-- Begin Data listing --

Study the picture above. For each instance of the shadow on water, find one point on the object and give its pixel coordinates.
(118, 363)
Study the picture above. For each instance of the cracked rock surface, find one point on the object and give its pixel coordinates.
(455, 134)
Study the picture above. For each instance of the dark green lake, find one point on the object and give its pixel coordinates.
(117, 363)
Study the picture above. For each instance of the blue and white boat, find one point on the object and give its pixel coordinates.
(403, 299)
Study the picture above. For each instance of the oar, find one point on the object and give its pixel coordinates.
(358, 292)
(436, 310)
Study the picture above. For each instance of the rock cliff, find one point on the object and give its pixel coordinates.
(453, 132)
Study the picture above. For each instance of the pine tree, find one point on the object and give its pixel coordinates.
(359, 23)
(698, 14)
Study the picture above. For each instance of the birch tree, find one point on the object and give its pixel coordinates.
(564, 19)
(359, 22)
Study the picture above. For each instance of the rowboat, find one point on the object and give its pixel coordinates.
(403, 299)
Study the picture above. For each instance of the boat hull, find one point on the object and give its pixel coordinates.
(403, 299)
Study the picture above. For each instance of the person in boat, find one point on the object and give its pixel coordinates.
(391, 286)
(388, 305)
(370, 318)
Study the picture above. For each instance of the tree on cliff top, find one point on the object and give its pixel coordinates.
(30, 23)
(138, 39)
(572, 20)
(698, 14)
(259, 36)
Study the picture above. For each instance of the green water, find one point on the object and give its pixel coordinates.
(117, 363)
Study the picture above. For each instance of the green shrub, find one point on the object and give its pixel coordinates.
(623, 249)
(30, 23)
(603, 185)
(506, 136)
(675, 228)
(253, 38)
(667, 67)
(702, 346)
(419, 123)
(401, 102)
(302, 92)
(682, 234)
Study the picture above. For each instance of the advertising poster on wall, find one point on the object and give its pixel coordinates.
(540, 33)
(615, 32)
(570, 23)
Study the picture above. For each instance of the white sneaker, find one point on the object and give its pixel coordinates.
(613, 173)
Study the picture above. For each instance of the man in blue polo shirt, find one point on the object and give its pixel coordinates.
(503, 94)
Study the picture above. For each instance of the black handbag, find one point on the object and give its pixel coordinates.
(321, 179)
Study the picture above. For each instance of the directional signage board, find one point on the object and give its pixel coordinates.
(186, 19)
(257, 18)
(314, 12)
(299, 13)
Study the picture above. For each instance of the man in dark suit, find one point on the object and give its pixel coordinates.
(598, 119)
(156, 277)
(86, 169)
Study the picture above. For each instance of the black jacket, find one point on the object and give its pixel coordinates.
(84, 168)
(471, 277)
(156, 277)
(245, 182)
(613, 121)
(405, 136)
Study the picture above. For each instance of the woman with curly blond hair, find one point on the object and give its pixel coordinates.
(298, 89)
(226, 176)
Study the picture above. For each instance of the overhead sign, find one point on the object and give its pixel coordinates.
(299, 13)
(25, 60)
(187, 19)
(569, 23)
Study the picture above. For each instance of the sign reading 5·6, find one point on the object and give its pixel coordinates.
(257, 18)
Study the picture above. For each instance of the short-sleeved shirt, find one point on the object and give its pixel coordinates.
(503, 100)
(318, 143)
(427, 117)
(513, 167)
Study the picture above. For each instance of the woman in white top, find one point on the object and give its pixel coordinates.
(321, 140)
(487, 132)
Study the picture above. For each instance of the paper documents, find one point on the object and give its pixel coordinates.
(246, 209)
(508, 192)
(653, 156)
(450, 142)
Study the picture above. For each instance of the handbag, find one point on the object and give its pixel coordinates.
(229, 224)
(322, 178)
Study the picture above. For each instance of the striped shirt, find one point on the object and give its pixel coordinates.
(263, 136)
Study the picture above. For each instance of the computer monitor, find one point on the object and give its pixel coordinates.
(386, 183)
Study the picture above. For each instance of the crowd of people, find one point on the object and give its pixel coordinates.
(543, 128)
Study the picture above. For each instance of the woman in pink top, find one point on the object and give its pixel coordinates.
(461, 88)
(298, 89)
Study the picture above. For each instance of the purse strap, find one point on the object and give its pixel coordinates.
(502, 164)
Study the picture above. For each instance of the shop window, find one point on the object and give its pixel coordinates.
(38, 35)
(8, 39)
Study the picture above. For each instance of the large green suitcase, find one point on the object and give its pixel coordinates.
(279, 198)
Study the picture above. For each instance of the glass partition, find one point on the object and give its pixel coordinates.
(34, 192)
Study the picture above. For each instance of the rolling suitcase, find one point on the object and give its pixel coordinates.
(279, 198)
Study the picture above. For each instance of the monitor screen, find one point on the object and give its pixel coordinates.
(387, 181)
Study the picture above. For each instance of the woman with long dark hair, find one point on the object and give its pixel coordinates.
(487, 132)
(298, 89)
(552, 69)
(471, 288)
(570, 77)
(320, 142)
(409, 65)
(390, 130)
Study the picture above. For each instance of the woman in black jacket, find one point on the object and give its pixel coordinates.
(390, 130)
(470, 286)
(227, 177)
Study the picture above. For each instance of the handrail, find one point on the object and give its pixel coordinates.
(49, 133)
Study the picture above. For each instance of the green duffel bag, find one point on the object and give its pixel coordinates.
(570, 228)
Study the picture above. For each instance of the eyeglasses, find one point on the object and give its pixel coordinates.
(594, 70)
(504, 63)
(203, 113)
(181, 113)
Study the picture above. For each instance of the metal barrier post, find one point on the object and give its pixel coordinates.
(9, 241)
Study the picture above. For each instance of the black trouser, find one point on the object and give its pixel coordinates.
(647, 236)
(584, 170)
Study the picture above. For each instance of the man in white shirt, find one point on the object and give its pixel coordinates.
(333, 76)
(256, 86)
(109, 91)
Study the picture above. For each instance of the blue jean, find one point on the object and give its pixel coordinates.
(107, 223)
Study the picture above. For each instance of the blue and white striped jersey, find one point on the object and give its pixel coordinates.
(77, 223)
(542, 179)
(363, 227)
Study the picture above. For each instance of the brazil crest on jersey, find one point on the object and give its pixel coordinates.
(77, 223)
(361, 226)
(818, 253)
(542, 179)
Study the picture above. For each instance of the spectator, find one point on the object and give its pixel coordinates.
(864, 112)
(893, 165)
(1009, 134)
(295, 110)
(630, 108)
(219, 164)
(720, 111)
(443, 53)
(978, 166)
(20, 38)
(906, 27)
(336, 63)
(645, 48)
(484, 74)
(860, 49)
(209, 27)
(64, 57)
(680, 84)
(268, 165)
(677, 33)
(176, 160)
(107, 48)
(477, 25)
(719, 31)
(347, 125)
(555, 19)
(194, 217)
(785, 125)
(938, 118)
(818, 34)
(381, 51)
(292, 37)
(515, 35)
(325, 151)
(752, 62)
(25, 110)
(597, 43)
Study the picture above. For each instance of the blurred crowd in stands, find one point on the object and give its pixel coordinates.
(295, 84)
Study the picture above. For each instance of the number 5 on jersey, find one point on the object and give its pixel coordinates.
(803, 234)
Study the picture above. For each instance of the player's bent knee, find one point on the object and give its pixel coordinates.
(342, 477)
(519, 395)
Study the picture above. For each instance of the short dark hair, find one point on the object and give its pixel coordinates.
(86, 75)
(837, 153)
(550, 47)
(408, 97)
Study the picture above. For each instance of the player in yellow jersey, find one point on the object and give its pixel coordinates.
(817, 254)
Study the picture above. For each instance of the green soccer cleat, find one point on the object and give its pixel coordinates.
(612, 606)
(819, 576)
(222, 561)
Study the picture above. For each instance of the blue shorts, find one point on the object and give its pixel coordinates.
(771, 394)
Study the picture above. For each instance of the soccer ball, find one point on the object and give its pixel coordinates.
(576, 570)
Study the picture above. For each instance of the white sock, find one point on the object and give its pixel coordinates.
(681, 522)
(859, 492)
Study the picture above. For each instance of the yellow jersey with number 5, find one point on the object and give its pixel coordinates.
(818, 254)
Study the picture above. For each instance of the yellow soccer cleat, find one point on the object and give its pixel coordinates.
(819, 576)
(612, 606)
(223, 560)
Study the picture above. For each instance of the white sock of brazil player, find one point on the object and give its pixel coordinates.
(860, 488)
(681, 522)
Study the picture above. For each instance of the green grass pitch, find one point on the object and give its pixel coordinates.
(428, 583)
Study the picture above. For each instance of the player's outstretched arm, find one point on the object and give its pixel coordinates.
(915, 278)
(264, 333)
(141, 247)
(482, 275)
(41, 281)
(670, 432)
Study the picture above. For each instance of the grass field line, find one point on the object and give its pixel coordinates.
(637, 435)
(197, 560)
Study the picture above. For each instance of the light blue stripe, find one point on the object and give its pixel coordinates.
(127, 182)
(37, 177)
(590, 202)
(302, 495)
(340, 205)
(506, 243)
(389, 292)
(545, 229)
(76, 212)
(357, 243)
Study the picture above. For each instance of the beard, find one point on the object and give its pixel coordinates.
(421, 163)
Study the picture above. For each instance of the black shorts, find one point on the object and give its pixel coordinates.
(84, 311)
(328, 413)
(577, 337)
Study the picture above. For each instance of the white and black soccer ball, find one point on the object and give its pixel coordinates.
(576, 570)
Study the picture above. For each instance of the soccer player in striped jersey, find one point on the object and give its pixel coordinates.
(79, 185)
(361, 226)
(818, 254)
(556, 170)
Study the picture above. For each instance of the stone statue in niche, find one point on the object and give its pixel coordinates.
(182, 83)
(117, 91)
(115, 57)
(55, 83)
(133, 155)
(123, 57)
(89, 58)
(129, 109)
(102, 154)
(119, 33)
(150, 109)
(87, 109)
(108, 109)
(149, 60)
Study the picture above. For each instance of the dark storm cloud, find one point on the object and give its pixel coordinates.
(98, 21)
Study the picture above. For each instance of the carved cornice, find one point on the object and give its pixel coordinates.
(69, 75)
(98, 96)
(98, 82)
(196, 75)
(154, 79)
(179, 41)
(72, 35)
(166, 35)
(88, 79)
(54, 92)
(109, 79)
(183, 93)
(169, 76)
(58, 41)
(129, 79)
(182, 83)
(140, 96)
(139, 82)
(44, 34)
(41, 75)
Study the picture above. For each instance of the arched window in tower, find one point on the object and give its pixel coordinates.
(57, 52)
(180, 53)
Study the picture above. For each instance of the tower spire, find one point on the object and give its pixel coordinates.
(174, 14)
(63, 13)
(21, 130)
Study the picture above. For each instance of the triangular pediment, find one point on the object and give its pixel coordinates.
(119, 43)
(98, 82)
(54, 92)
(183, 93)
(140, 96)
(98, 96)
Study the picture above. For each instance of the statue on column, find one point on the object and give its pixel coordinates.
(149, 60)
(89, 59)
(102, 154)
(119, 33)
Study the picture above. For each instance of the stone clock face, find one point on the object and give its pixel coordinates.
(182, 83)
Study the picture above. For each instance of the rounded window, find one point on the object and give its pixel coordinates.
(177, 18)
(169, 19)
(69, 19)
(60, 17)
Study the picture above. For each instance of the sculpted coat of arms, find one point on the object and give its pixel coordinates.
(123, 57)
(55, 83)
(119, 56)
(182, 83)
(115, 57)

-- End Data listing --

Given problem
Locate the line that contains "Study the picture above. For each instance of the stone statue". Repeat it and every line after it, up to and including the final line, exactly.

Answer to the task
Study the picture above. For each instance of the stone statue in niche, find one point on the object and give its pixel coordinates.
(182, 83)
(117, 91)
(115, 57)
(55, 83)
(133, 155)
(123, 57)
(89, 58)
(129, 109)
(102, 154)
(119, 33)
(150, 109)
(87, 109)
(108, 109)
(149, 60)
Study the picture above. For each instance of the dark storm cloud, find one point on the object and give its pixel coordinates.
(98, 21)
Study the picture above. For each instance of the carved cornice, find one point on the object and give its pixel coordinates.
(69, 75)
(98, 96)
(98, 82)
(196, 75)
(154, 79)
(179, 41)
(72, 35)
(166, 35)
(88, 79)
(54, 92)
(109, 79)
(183, 93)
(169, 76)
(58, 41)
(129, 79)
(182, 83)
(140, 96)
(139, 82)
(44, 34)
(41, 75)
Study the picture above. For each instance of the arched window in tower, find one point on the object and give its pixel coordinates.
(57, 52)
(180, 53)
Study the picture above. For each instance of the tower spire, find one point on the object and give its pixel coordinates.
(174, 14)
(63, 13)
(21, 130)
Study the picture above. For each instance of the triangular pediment, find one point on the object and give its pixel coordinates.
(119, 43)
(98, 82)
(54, 92)
(183, 93)
(140, 96)
(98, 96)
Study the picture above. For each instance of the statue on column, find one point on the object and give its pixel coordinates.
(149, 60)
(89, 59)
(102, 154)
(119, 33)
Study the picture above. For each instance of the stone clock face, find one point on the object and give its pixel coordinates.
(182, 83)
Study the picture above. For each instance of the rounded window, find one point on the object and give its pixel coordinates.
(177, 18)
(169, 19)
(69, 19)
(60, 17)
Study the picture above. For each instance of the sculpted coat of arms, find one point on the object and give its pixel coordinates.
(123, 57)
(55, 83)
(119, 56)
(182, 83)
(115, 57)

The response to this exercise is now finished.